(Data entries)

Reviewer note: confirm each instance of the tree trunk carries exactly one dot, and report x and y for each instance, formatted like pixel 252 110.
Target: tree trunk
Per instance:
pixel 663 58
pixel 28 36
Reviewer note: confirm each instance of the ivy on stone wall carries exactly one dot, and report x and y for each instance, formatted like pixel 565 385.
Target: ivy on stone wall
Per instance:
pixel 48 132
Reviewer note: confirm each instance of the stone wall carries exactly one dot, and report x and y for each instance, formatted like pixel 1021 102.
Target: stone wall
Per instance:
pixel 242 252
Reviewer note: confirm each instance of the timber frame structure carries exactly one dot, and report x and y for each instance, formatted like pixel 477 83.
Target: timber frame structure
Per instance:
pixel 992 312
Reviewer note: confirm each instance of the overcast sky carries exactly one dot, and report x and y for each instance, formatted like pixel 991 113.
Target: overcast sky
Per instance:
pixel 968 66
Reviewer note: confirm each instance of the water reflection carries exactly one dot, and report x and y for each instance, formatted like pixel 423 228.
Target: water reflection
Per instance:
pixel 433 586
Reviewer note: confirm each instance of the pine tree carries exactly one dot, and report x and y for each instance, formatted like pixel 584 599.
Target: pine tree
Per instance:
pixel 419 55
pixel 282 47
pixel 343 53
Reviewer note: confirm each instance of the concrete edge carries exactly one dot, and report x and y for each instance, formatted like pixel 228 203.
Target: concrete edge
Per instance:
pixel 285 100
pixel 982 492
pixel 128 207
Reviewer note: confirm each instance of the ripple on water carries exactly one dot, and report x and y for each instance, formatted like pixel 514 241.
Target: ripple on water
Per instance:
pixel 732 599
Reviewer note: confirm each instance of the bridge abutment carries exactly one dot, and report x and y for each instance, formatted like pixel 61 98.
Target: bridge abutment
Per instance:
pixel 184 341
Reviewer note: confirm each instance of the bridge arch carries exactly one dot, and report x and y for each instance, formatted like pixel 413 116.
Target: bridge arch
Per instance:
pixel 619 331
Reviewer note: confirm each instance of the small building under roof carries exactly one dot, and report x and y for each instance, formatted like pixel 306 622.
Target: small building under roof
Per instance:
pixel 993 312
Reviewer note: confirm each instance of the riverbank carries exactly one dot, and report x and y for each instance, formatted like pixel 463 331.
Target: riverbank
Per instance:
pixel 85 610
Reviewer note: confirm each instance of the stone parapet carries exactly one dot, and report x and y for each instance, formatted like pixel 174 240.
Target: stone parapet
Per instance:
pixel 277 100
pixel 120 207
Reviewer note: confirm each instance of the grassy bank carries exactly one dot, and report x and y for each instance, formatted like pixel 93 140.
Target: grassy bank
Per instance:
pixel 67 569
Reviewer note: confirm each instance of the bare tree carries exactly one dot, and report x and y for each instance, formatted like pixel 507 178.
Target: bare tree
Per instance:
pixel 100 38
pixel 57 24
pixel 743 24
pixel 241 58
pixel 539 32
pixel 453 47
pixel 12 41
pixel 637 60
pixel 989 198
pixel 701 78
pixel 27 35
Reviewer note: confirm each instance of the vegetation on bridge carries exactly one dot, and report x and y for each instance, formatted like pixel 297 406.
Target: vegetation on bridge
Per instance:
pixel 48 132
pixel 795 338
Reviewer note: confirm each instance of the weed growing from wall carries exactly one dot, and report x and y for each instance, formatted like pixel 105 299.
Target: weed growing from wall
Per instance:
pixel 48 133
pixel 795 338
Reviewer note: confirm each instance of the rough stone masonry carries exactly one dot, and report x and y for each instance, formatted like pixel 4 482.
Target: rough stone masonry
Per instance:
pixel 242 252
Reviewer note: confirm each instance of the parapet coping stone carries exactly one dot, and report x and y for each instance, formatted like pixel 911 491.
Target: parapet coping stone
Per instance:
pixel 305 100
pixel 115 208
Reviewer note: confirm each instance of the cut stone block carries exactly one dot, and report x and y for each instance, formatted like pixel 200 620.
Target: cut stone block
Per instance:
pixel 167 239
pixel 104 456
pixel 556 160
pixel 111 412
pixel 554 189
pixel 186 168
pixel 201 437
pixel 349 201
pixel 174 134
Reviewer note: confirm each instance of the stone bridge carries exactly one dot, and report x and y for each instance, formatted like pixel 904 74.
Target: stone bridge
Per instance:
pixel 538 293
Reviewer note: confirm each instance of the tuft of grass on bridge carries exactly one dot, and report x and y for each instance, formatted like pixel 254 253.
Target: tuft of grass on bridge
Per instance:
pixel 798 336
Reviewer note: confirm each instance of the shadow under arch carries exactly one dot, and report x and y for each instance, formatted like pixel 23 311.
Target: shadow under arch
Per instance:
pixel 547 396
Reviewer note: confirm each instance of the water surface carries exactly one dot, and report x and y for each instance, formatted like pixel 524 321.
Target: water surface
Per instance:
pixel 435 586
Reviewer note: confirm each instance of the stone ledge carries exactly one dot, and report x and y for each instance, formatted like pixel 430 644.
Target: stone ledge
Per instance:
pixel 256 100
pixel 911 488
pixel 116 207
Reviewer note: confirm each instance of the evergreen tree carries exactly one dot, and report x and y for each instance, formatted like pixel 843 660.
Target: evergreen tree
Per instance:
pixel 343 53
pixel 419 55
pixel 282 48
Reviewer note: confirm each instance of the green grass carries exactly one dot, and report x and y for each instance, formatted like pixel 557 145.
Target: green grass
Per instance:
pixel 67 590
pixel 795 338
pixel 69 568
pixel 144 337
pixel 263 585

WHAT IS ASKED ::
Arrange every line of the entries above as a Markdown table with two columns, Row and Line, giving each line its row number and leaving out blank lines.

WRITTEN SOLUTION ::
| Row | Line |
|---|---|
| 1 | Reviewer note: confirm each instance of the tree trunk carries exactly one dot, and report x and y for each instance, formatted like pixel 252 110. |
| 2 | Target: tree trunk |
| 3 | Per instance: |
| 4 | pixel 663 58 |
| 5 | pixel 28 36 |
| 6 | Reviewer note: confirm each instance of the ivy on stone wall carries exactly one dot, and report x and y for each instance, formatted like pixel 565 385. |
| 7 | Target: ivy on stone wall |
| 8 | Per instance: |
| 9 | pixel 48 132 |
| 10 | Reviewer note: confirm each instance of the stone wall carries exactly one dot, and report x and y for each instance, formatted like pixel 1021 102. |
| 11 | Target: stone wall |
| 12 | Per instance: |
| 13 | pixel 242 252 |
| 14 | Reviewer note: confirm each instance of the timber frame structure carries exactly one dot, and report x and y for each instance, formatted like pixel 477 83. |
| 15 | Target: timber frame structure |
| 16 | Per instance: |
| 17 | pixel 992 312 |
| 18 | Reviewer note: confirm each instance of the overcast sky carries exactly one dot, and report x and y for each instance, formatted like pixel 991 113. |
| 19 | Target: overcast sky |
| 20 | Per instance: |
| 21 | pixel 968 66 |
| 22 | Reviewer note: confirm each instance of the water reflection carries exactly one dot, and report x and y for each instance, formatted like pixel 423 228. |
| 23 | Target: water reflection |
| 24 | Per instance: |
| 25 | pixel 433 586 |
| 26 | Reviewer note: confirm each instance of the pine tree carries exactly one dot, and report x and y for each instance, formatted like pixel 584 599. |
| 27 | Target: pine tree |
| 28 | Per instance: |
| 29 | pixel 419 55 |
| 30 | pixel 282 47 |
| 31 | pixel 343 53 |
| 32 | Reviewer note: confirm each instance of the concrete edge carries exactly one dot, and report x and y for each instance, formatted like pixel 228 203. |
| 33 | Target: concrete edge |
| 34 | Per instance: |
| 35 | pixel 285 100 |
| 36 | pixel 982 492 |
| 37 | pixel 128 207 |
| 38 | Reviewer note: confirm each instance of the ripple on water carries exactly one dot, and report x and y for each instance, formatted like pixel 514 241. |
| 39 | Target: ripple on water |
| 40 | Per instance: |
| 41 | pixel 732 599 |
| 42 | Reviewer note: confirm each instance of the bridge abutment carries exactly one dot, and report x and y for each instance, formatted like pixel 61 98. |
| 43 | Target: bridge abutment |
| 44 | Per instance: |
| 45 | pixel 184 341 |
| 46 | Reviewer note: confirm each instance of the bridge arch carries exactly one dot, and report x and y for each instance, formatted like pixel 413 116. |
| 47 | Target: bridge arch |
| 48 | Per instance: |
| 49 | pixel 619 331 |
| 50 | Reviewer note: confirm each instance of the small building under roof carries exactly one dot, and report x and y for each instance, formatted like pixel 306 622. |
| 51 | Target: small building under roof |
| 52 | Per instance: |
| 53 | pixel 993 312 |
| 54 | Reviewer note: confirm each instance of the riverbank carries exactly one dot, and report x and y for each instance, formatted like pixel 463 331. |
| 55 | Target: riverbank |
| 56 | Per instance: |
| 57 | pixel 85 610 |
| 58 | Reviewer note: confirm each instance of the stone parapet carries exactly one dot, and report x and y for each instance, formatted like pixel 174 240. |
| 59 | Target: stone parapet |
| 60 | Per instance: |
| 61 | pixel 277 100 |
| 62 | pixel 120 207 |
| 63 | Reviewer note: confirm each instance of the grassy bank carries exactly one dot, and report x and y for each instance, formatted like pixel 93 140. |
| 64 | Target: grassy bank |
| 65 | Per instance: |
| 66 | pixel 67 569 |
| 67 | Reviewer note: confirm each instance of the bare tree carries exactly one dot, and report x and y for each instance, formatted like pixel 507 178. |
| 68 | Target: bare tree |
| 69 | Per instance: |
| 70 | pixel 100 38 |
| 71 | pixel 57 24 |
| 72 | pixel 743 24 |
| 73 | pixel 241 58 |
| 74 | pixel 539 32 |
| 75 | pixel 453 47 |
| 76 | pixel 12 41 |
| 77 | pixel 637 60 |
| 78 | pixel 989 198 |
| 79 | pixel 701 78 |
| 80 | pixel 27 35 |
| 81 | Reviewer note: confirm each instance of the vegetation on bridge carries exactly one dot, and report x and y for each instance, formatted like pixel 297 406. |
| 82 | Target: vegetation on bridge |
| 83 | Per instance: |
| 84 | pixel 48 132 |
| 85 | pixel 795 338 |
| 86 | Reviewer note: confirm each instance of the weed growing from wall carries exactly one dot, and report x and y for each instance, formatted like pixel 105 299. |
| 87 | Target: weed growing from wall |
| 88 | Per instance: |
| 89 | pixel 48 133 |
| 90 | pixel 795 338 |
| 91 | Reviewer note: confirm each instance of the rough stone masonry carries exactly one dot, and report x and y for each instance, formatted like pixel 4 482. |
| 92 | Target: rough stone masonry |
| 93 | Per instance: |
| 94 | pixel 242 252 |
| 95 | Reviewer note: confirm each instance of the parapet coping stone carries exactly one dot, and report x and y for each instance, formatted like pixel 911 491. |
| 96 | Target: parapet coping stone |
| 97 | Per instance: |
| 98 | pixel 305 100 |
| 99 | pixel 115 208 |
| 100 | Reviewer note: confirm each instance of the cut stone block carries exactly one dot, and report x and y for each instance, formatted like pixel 200 620. |
| 101 | Target: cut stone block |
| 102 | Per instance: |
| 103 | pixel 167 239 |
| 104 | pixel 104 456 |
| 105 | pixel 556 160 |
| 106 | pixel 111 412 |
| 107 | pixel 554 189 |
| 108 | pixel 186 168 |
| 109 | pixel 201 437 |
| 110 | pixel 349 201 |
| 111 | pixel 174 134 |
| 112 | Reviewer note: confirm each instance of the stone bridge carries exactly one dot, and report x and y for each instance, formatted like pixel 904 74. |
| 113 | Target: stone bridge |
| 114 | Per instance: |
| 115 | pixel 538 293 |
| 116 | Reviewer note: confirm each instance of the tuft of grass on bridge carries exactly one dot, and report x and y for each instance, formatted like pixel 254 253. |
| 117 | Target: tuft of grass on bridge |
| 118 | Per instance: |
| 119 | pixel 798 336 |
| 120 | Reviewer note: confirm each instance of the shadow under arch carries exactly one dot, and report x and y for each instance, formatted like pixel 23 311. |
| 121 | Target: shadow under arch |
| 122 | Per instance: |
| 123 | pixel 547 396 |
| 124 | Reviewer note: confirm each instance of the water surface carries exactly one dot, and report x and y for each instance, formatted like pixel 524 321. |
| 125 | Target: water surface |
| 126 | Per instance: |
| 127 | pixel 435 586 |
| 128 | Reviewer note: confirm each instance of the stone ledge carries exactly one dot, and report x and y for each instance, formatted like pixel 430 644. |
| 129 | Target: stone ledge |
| 130 | Per instance: |
| 131 | pixel 256 100 |
| 132 | pixel 911 488 |
| 133 | pixel 116 207 |
| 134 | Reviewer note: confirm each instance of the evergreen tree carries exactly one dot, and report x and y for each instance, formatted like pixel 843 660. |
| 135 | Target: evergreen tree |
| 136 | Per instance: |
| 137 | pixel 343 53 |
| 138 | pixel 419 55 |
| 139 | pixel 282 48 |
| 140 | Reviewer note: confirm each instance of the green grass carries exactly one dot, and report x and y for each instance, formatted like pixel 557 145. |
| 141 | Target: green grass |
| 142 | Per instance: |
| 143 | pixel 67 590 |
| 144 | pixel 795 338 |
| 145 | pixel 69 568 |
| 146 | pixel 144 337 |
| 147 | pixel 263 585 |